Exercise brief | Duplicate the lines of the listing that fall between the line holding "Query: green painted wall" and the line holding "column 672, row 342", inclusive, reproducing each one precisely as it appears.

** start of Records for processing **

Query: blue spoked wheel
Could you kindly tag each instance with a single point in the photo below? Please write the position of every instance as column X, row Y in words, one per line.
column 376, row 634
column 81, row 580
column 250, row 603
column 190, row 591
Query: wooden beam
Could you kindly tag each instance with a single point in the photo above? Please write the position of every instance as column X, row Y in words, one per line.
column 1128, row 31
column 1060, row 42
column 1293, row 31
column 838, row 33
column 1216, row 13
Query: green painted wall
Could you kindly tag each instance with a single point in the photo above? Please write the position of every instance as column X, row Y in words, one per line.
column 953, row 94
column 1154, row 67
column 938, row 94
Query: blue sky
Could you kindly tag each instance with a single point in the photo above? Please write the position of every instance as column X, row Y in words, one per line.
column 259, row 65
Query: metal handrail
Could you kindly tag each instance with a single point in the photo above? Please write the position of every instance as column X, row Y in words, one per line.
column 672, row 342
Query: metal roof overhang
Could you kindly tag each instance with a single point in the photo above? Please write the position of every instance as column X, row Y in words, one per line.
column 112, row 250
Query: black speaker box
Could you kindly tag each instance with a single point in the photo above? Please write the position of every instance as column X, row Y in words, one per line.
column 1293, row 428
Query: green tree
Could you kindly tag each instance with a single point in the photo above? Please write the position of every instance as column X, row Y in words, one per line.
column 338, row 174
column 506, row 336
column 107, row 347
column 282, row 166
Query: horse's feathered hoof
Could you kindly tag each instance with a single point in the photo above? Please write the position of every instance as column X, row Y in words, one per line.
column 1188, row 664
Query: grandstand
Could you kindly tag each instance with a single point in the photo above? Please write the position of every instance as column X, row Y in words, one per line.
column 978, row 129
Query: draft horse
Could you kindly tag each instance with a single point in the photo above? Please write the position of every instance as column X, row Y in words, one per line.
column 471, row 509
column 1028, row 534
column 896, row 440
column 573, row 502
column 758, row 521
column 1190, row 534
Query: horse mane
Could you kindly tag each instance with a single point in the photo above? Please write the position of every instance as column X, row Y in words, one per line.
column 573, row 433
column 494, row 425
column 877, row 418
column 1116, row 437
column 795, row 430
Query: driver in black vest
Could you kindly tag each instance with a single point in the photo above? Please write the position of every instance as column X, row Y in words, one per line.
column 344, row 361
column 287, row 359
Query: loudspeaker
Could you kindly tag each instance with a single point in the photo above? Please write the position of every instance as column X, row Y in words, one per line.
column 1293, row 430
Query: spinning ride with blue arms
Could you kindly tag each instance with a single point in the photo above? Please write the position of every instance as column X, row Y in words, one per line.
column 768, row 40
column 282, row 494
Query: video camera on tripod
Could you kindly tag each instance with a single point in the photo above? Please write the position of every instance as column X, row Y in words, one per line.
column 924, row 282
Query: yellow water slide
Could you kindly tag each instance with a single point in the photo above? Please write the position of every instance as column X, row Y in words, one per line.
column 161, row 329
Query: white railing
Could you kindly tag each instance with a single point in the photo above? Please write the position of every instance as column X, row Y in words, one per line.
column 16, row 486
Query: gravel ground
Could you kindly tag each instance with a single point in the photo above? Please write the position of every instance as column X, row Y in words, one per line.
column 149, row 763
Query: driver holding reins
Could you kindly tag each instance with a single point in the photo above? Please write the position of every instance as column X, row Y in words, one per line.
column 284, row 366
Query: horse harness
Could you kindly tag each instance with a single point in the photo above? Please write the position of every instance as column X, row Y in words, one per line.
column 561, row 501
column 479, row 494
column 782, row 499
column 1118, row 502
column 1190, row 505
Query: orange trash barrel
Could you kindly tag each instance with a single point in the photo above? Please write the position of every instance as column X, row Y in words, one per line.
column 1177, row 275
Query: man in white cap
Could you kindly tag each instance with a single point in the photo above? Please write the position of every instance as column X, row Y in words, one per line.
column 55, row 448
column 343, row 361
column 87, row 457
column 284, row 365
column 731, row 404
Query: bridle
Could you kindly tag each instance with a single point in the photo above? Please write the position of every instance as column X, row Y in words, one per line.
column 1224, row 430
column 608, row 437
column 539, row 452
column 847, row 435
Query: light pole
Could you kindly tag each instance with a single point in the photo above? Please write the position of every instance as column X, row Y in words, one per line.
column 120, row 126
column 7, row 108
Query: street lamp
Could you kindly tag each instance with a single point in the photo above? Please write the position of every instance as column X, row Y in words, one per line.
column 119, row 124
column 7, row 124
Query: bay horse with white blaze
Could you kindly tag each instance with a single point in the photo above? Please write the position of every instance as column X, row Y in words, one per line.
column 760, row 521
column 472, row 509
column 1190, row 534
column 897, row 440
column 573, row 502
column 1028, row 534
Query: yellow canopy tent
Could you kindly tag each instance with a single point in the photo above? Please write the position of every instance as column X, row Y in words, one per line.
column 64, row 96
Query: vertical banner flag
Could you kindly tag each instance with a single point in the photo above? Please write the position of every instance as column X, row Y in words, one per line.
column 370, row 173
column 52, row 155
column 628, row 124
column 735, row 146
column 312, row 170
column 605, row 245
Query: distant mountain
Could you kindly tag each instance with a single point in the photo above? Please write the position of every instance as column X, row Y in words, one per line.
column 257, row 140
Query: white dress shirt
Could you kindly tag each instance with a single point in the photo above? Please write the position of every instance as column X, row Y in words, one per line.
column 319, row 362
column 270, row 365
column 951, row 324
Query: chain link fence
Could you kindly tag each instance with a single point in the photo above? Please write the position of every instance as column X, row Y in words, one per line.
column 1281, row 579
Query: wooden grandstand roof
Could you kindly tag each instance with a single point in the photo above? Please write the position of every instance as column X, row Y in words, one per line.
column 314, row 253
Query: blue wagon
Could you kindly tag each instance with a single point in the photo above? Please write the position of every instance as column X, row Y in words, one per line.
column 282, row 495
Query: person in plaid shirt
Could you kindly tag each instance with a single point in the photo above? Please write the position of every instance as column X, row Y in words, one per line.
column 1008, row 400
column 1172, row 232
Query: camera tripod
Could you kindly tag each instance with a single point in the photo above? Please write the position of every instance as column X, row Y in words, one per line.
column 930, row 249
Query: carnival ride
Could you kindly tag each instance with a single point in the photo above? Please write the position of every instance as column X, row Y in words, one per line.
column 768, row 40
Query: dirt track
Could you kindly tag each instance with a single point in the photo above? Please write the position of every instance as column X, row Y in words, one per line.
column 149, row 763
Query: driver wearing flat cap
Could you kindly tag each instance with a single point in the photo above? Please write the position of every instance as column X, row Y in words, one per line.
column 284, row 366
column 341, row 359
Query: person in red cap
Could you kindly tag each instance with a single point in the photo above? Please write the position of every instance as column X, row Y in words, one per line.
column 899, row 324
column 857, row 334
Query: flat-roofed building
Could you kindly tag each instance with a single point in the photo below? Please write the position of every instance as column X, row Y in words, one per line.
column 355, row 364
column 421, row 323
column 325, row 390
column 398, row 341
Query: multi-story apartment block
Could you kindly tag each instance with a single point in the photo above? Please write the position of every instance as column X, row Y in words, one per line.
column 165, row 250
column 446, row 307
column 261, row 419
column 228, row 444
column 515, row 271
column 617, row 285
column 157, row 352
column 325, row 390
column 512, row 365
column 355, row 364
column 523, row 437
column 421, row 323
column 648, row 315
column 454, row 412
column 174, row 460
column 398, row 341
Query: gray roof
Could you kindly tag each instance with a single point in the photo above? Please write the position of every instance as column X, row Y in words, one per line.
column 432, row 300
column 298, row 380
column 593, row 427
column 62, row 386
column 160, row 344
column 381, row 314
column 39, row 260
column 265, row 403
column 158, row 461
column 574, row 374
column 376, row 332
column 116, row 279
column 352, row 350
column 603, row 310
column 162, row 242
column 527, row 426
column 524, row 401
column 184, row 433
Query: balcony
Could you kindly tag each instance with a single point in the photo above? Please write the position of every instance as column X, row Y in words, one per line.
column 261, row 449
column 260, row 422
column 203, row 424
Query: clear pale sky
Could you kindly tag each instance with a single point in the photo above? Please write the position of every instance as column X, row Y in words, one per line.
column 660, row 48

** end of Records for processing **

Correct response |
Query: green painted wall
Could you kindly tag each instance with a single point in the photo above? Please write the position of every instance as column X, row Y in words, one per line.
column 953, row 94
column 1154, row 67
column 938, row 94
Query: blue sky
Could you kindly tag each instance with a single point in the photo above? Please write the position of every instance as column X, row Y in words, one per line.
column 259, row 65
Query: metal handrail
Could you kindly tag each instance with a single point in the photo above? Please write the position of every instance as column X, row Y in words, one per line.
column 672, row 342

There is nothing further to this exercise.